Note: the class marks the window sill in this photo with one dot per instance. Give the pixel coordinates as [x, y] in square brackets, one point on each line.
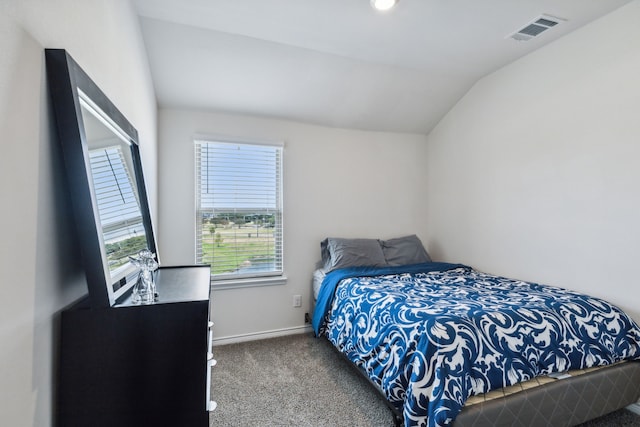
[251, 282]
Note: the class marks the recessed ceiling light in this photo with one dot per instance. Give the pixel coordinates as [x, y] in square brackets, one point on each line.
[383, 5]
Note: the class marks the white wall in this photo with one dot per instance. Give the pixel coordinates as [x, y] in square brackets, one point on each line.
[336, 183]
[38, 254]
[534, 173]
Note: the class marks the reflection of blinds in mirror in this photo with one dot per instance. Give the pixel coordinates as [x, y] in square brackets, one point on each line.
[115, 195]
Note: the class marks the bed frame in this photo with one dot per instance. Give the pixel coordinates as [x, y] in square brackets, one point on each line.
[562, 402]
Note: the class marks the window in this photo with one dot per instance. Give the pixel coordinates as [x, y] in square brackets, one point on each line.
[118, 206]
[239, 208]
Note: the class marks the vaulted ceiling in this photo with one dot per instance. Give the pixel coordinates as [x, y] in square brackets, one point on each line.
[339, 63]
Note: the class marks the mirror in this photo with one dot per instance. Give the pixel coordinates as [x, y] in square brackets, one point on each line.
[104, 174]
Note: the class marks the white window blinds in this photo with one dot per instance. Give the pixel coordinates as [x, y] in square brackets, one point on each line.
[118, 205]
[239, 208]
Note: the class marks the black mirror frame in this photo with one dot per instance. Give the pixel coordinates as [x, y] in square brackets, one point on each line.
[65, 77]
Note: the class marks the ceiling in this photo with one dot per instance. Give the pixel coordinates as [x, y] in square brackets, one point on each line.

_PROBLEM REQUIREMENTS_
Pictures stay out of this copy; write out the entries above exactly.

_SOLVED PROBLEM_
Note: the class marks the window sill in this photo with one dot per instance. Give the pixel coordinates as [x, y] in square brackets, one point on each line.
[251, 282]
Note: the class marks the recessed ceiling light in this photo with one dot per instance. Give the pixel coordinates as [x, y] in square brackets, one point on each line.
[383, 5]
Note: the class marks the white wall in this photo with one dot per instance. Give the pixel coordinates as [x, y] in square brackets, one point on each line.
[336, 183]
[38, 254]
[534, 173]
Note: the class marks the reflection of blinds in mirror in this photo with one dot per instance. Give the pixel coordinates as [x, y] in square brackets, one point on each line.
[115, 195]
Note: the class marks the bed frame in this photo with one dot per instance. Give the pixel coordinates as [x, y] in square brackets, one point on each line.
[562, 402]
Note: the class marks the window in this photo with one dot per instance. Give the pixel coordinates as [x, y] in square brackets, one point on each line.
[118, 206]
[239, 208]
Note: the class marks the vaulted ceiling in this photo with one dot per instance. Give the pixel coordinates as [x, y] in square brackets, one point on each line.
[339, 63]
Note: the class marks the mirror in this photo with one dot per instance. Give the pixel coordinates as [x, y] in square brackets, one point on each line.
[104, 174]
Note: the class marks the white window blinds in this photo with one dot per instance. Give the pixel coordinates as [x, y] in square brackets, one point on each line.
[118, 205]
[239, 208]
Note: the class marks the black mirror frame in this photo with one dot per instance. Give the pixel coordinates as [x, y] in square brackets, one point on each line.
[65, 77]
Note: the class marks the ceiling in this photo with one dot per instance. Give the pixel coordinates as [x, y] in square brackets, one point on each line.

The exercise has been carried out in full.